── SUPPLIED TEXT

Summer’s Coming And So Is Ozone

Ruzanna Harutyunyan's picture

The Utah Departments of Health (UDOH) and Environmental Quality (DEQ), in cooperation with other community partners, have teamed up to develop recommendations for outdoor physical activity in the summertime that avoid unhealthy exposure to summertime ozone air pollution.

Ozone is created by the sun’s heat and light acting upon gases and pollution in the atmosphere. Exposure to high summer ozone levels can cause coughing, wheezing, chest tightness, increased allergy and asthma symptoms, and eye, nose, or throat irritation.

The severity of symptoms can vary depending on a person’s sensitivity to ozone, and can be felt immediately or as late as one or more days after exposure. People with heart and lung conditions, children, seniors, and people who work or exercise outdoors can be more sensitive to ozone.

“Ozone levels change throughout the day,” says DEQ toxicologist Steve Packham, Ph.D. “They are typically higher in the afternoon hours.”

To help Utahns plan outdoor activities during ozone season, new UDOH and DEQ guidelines recommend:


• The best time for outdoor summer physical activity is before noon or after 6:00 pm.

────
── DATA SUPPLIED

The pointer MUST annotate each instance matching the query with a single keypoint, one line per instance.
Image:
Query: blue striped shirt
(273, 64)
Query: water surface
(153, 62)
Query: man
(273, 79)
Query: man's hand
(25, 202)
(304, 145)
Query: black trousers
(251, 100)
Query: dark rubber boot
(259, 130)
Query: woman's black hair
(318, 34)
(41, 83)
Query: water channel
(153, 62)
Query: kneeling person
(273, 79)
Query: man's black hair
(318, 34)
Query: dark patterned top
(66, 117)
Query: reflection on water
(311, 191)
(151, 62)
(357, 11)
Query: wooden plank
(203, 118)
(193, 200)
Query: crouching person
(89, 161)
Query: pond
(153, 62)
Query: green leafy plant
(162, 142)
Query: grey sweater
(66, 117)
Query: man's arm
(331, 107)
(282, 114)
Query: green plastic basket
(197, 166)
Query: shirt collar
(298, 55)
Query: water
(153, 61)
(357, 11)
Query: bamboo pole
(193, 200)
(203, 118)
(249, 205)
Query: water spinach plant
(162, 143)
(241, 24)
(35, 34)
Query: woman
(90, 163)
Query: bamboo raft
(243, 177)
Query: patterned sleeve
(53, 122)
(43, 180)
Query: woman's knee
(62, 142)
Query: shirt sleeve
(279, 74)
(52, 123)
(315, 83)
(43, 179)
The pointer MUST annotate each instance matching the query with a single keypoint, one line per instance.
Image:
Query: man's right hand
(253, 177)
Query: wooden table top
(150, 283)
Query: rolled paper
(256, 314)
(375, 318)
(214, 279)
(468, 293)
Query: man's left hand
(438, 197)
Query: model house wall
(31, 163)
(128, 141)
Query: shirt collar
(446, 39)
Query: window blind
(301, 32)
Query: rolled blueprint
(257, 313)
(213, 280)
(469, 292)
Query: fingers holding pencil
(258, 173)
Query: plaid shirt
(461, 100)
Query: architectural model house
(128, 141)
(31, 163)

────

Continue the article on summer ozone from the point where it stops. None of the items are needed for this work.

If you are physically active between noon and 6:00 pm:

o Consider light to moderate activity (e.g., walking instead of running).

o Consider indoor activities

• Discuss physical activities with your doctor, especially if you have a lung disease or a heart condition.

The agencies have also developed new materials to help Utahns assess their sensitivity to ozone. Available online, they include Recommendations for Outdoor Physical Activity During Ozone Season (May – September), a form to help people with lung disease track the symptoms they experience during outdoor activities.

“By tracking your symptoms and keeping an eye on ozone levels, you can better understand how you react to it and plan your days to reduce your exposure,” said Rebecca Jorgensen, UDOH Asthma Program.